● **EXTRACTED TEXT**
»»
Getty Images A waiting room. One woman sits with her head in her hands, while a man rests his head back on his seat. In the foreground there is a woman writing notes on a clipboard.Getty Images

The number of patients waiting for treatment has seen its biggest monthly drop on record, Welsh government figures have shown.

The figure now stands at just under 757,900 – a drop of 23,400.

They also show a fall in the numbers waiting two years for treatment. The majority of the 6,900 patients waiting that long are in north Wales.

While £120m of government investment has been pumped into those two big areas since June, the number of patients spending less than four hours in A&E remains a problem.

It is an area that the Royal College of Emergency Medicine has long campaigned needs attention, with warnings of patient harm as a consequence.

Likewise the performance against targets for cancer treatment has also deteriorated, with 58.4% of patients starting treatment within 62 days of cancer being suspected.

Surgeons are warning that access to theatre space and staff burnout could affect further improvement in waiting times.

Prof Jon Barry, director for Wales at the Royal College of Surgeons of England, said: “Patients across Wales are living with pain, uncertainty and delays that affect their daily lives.

“They deserve timely, safe care they can rely on.”

The emergency figures for December show just under 87,700 patients attending A&E, with performance against the four-hour and 12-hour targets worsening.

Over time the trends show an increase in attendance in hospital emergency departments, but with 64.3% of patients spending less than four hours before being admitted, transferred or discharged, which is the lowest in three years.

The goal is 95%, though that has never been met.

Ambulance response times were also slightly longer in December for both the purple (for cardiac arrests) and red (life-threatening emergencies) categories, with averages standing at seven minutes and 35 seconds for purple, and nine minutes 20 for red.

Since changes were introduced last summer to prioritise those in most urgent need, the proportion of patients arriving at hospital who were breathing after a cardiac or respiratory arrest improved during December.
««
● **DATA SECTION**
»»
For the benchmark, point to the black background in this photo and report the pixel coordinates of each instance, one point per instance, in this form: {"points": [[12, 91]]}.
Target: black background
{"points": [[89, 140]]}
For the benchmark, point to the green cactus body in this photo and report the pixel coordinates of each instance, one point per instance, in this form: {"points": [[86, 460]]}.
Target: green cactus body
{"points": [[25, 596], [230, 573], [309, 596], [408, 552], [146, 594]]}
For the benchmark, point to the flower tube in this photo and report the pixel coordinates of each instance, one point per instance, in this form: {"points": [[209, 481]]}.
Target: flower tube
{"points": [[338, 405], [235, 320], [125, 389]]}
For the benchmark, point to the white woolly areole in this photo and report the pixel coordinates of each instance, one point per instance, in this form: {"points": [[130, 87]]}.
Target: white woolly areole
««
● **ACTIVITY**
Retype the passage of the Welsh NHS waiting-times article above between "Getty Images A" and "figures have shown.", inclusive.

● **EXERCISE ANSWER**
Getty Images A waiting room. One woman sits with her head in her hands, while a man rests his head back on his seat. In the foreground there is a woman writing notes on a clipboard.Getty Images

The number of patients waiting for treatment has seen its biggest monthly drop on record, Welsh government figures have shown.